[AUFGABEN UND ÜBUNGEN]:
1. Nenne alle Posten, die der Reisebericht über Kolumbien als „Eckdaten für Manuels Geschäftsmodell“ aufführt.
2. Prüfe anhand des Reiseberichts über Kolumbien, ob diese Aussagen zutreffen. Beantworte jede mit Ja oder Nein und belege sie mit einem wörtlichen Zitat.
(a) Wer richtig tippt, erhält das Doppelte seines Einsatzes zurück.
(b) Unter jeder umgedrehten Schüssel liegt ein Maiskorn.
(c) Sonntags gehört der Abschnitt der Carrera Séptima zwischen dem Goldmuseum und der Plaza Bolívar den Gauklern und Artisten.
3. Schreibe den Reisebericht über Kolumbien nach seinem letzten Satz um zwei bis drei Absätze weiter.

[AUSZUG]:
^^^^^^^^^^^^^^^^

Reisen:Kolumbien, endlich wieder mit Zukunft

Viele Regionen galten lange als nicht bereisbar. Nun herrscht Frieden und Aufbruchsstimmung. Gründe für einen Besuch gibt es genügend.

Von Thomas Heinloth

Es gibt Tage in Bogotá, da ist das Glück ein Meerschwein. Sonntage zumeist, denn dann gehört die Carrera Séptima zwischen dem Goldmuseum und der Plaza Bolívar den Gauklern und Artisten, den Feuerspuckern und den Zauberkünstlern, den Tangotänzern, Akkordeon- und Ukulele-Spielern, Laiendarstellern aller Art, Pantomimen in chromglänzenden Raumanzügen, Schreihälsen, die Luftballons und Bier anpreisen, Taubstummen, die um ein paar kleine Münzen bitten. Und sie gehört Manuel Uribe Santos und seinen kleinen Nagern. "Die Séptima", sagt er, "ist sonntags mein Zuhause."

Sechs Meter Asphalt auf der Siebten Straße, acht Meerschweinchen und ein gutes Dutzend Plastikschüsseln mit je einem Loch - das sind die Eckdaten für Manuels Geschäftsmodell. Dann braucht er nur noch Publikum, das Lust hat auf ein kleines Spielchen. Im Halbkreis stehen die umgedrehten Schüsseln, jede mit einem Maiskorn darunter, und obendrauf der Wetteinsatz des Publikums. Dann rennen kleine Tiere unter großem Anfeuerungsgeschrei, suchen sich eine Plastikschüssel aus, und wer richtig lag mit seinem Tipp, bekommt das Vierfache seiner Pesos wieder. Den Rest schiebt Manuel Uribe Santos in die Tasche seines Anoraks. Die Geschäfte? Laufen blendend. "Schau dir die Séptima an: So viele Leute. Man findet kaum einen freien Platz zum Geldverdienen. Vor ein paar Jahren konnte man durch die Fußgängerzone hier noch mit dem Moped fahren."

^^^^^^^^^^^^^^^^

[DATENZEILEN]:
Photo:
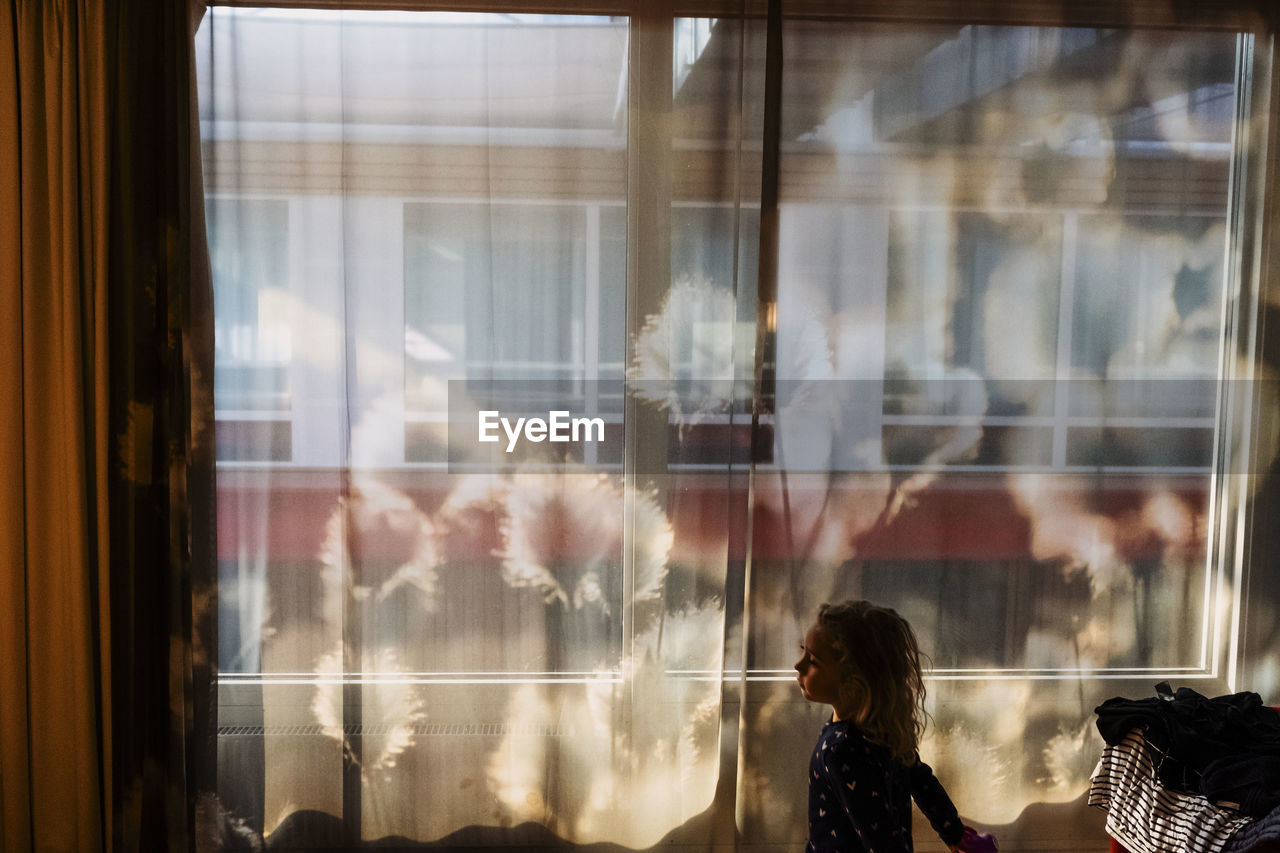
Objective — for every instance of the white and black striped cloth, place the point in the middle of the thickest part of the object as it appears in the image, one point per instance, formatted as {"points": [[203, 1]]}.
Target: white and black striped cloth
{"points": [[1147, 817]]}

^^^^^^^^^^^^^^^^

[LÖSUNGEN UNTEN]:
1.
- Sechs Meter Asphalt auf der Siebten Straße
- acht Meerschweinchen
- ein gutes Dutzend Plastikschüsseln mit je einem Loch

2.
(a) Nein: „wer richtig lag mit seinem Tipp, bekommt das Vierfache seiner Pesos wieder“
(b) Ja: „jede mit einem Maiskorn darunter“
(c) Ja: „dann gehört die Carrera Séptima zwischen dem Goldmuseum und der Plaza Bolívar den Gauklern und Artisten“

3.
Vor ein paar Jahren noch war ganz Bogotá ein Ort, den man besser ausließ, und unter den Hauptstädten Südamerikas war die Kolumbiens diejenige mit dem denkbar schlechtesten Ruf. "Mord, Dreck und Drogen", sagt Santos, "das war Bogotá." Vorbei. Nicht nur auf der Séptima hat man die düstere Stadtgeschichte abgeschüttelt wie einen lästigen Albtraum. Die Klebstoffschnüffler und die Kleinkriminellen in den Altstadtgassen vertrieb das Militär. Problemviertel wurden kurzerhand eingeebnet - und zu Parkanlagen umgewandelt. Die Kokain-Kartelle, die den Staat mit Autobomben terrorisierten, sind mittlerweile Mittelständler und haben das Feuer eingestellt.

Heute schweben die Liebespärchen wieder mit der Gondel hinauf zum Monserrate, dem Hausberg Bogotás, um am Mäuerchen der weiß getünchten Wallfahrtskirche zwischen Trompetenbäumen und Jasmin Händchen zu halten. Auf der Plaza Bolívar, wo 1985 Panzer den besetzten Justizpalast in Brand schossen, tanzen sich in einer Samstagnacht Zehntausende gemeinsam warm, bei einem Salsa-Konzert unter den blassen Sternen. Der Eintritt ist umsonst, das Bier ist alkoholfrei, nur eine Handvoll Polizisten sorgt für Sicherheit. "Die Angst", sagt Manuel, "die Angst ist weg." Und jetzt also auch noch Frieden.

Nur ein paar Hundert Meter weg von Manuels Meerschweinchen-Parcours, im altehrwürdigen Teatro Colón, unterschrieben Ende November Farc-Guerilla und Regierung im zweiten Anlauf den Vertrag, mit dem Kolumbien zurück will in den Kreis der ganz normalen Länder. Keine Checkpoints auf den Straßen mehr, keine Reisewarnungen, keine schraffierten Flächen auf Kolumbiens Karte: die Gegenden, in denen die Farc das Sagen hat.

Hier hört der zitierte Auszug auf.